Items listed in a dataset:

▽

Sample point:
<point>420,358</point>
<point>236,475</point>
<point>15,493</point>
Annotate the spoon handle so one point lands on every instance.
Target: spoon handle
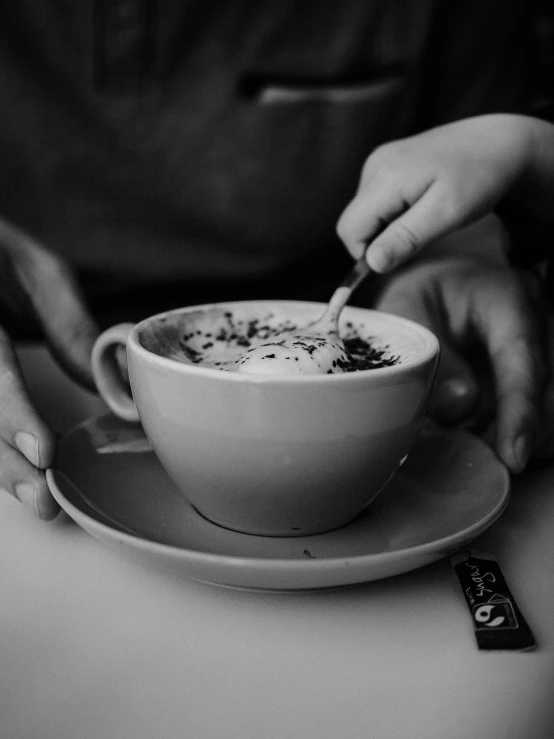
<point>341,296</point>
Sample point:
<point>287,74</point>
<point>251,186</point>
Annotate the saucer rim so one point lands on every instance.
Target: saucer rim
<point>278,564</point>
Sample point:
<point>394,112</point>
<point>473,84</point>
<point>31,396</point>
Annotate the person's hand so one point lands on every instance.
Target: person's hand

△

Do this: Gather every line from the items above that contains the string "handle", matching case exactly.

Solution to this task:
Annotate the spoon handle so one point lands on every instance.
Target: spoon handle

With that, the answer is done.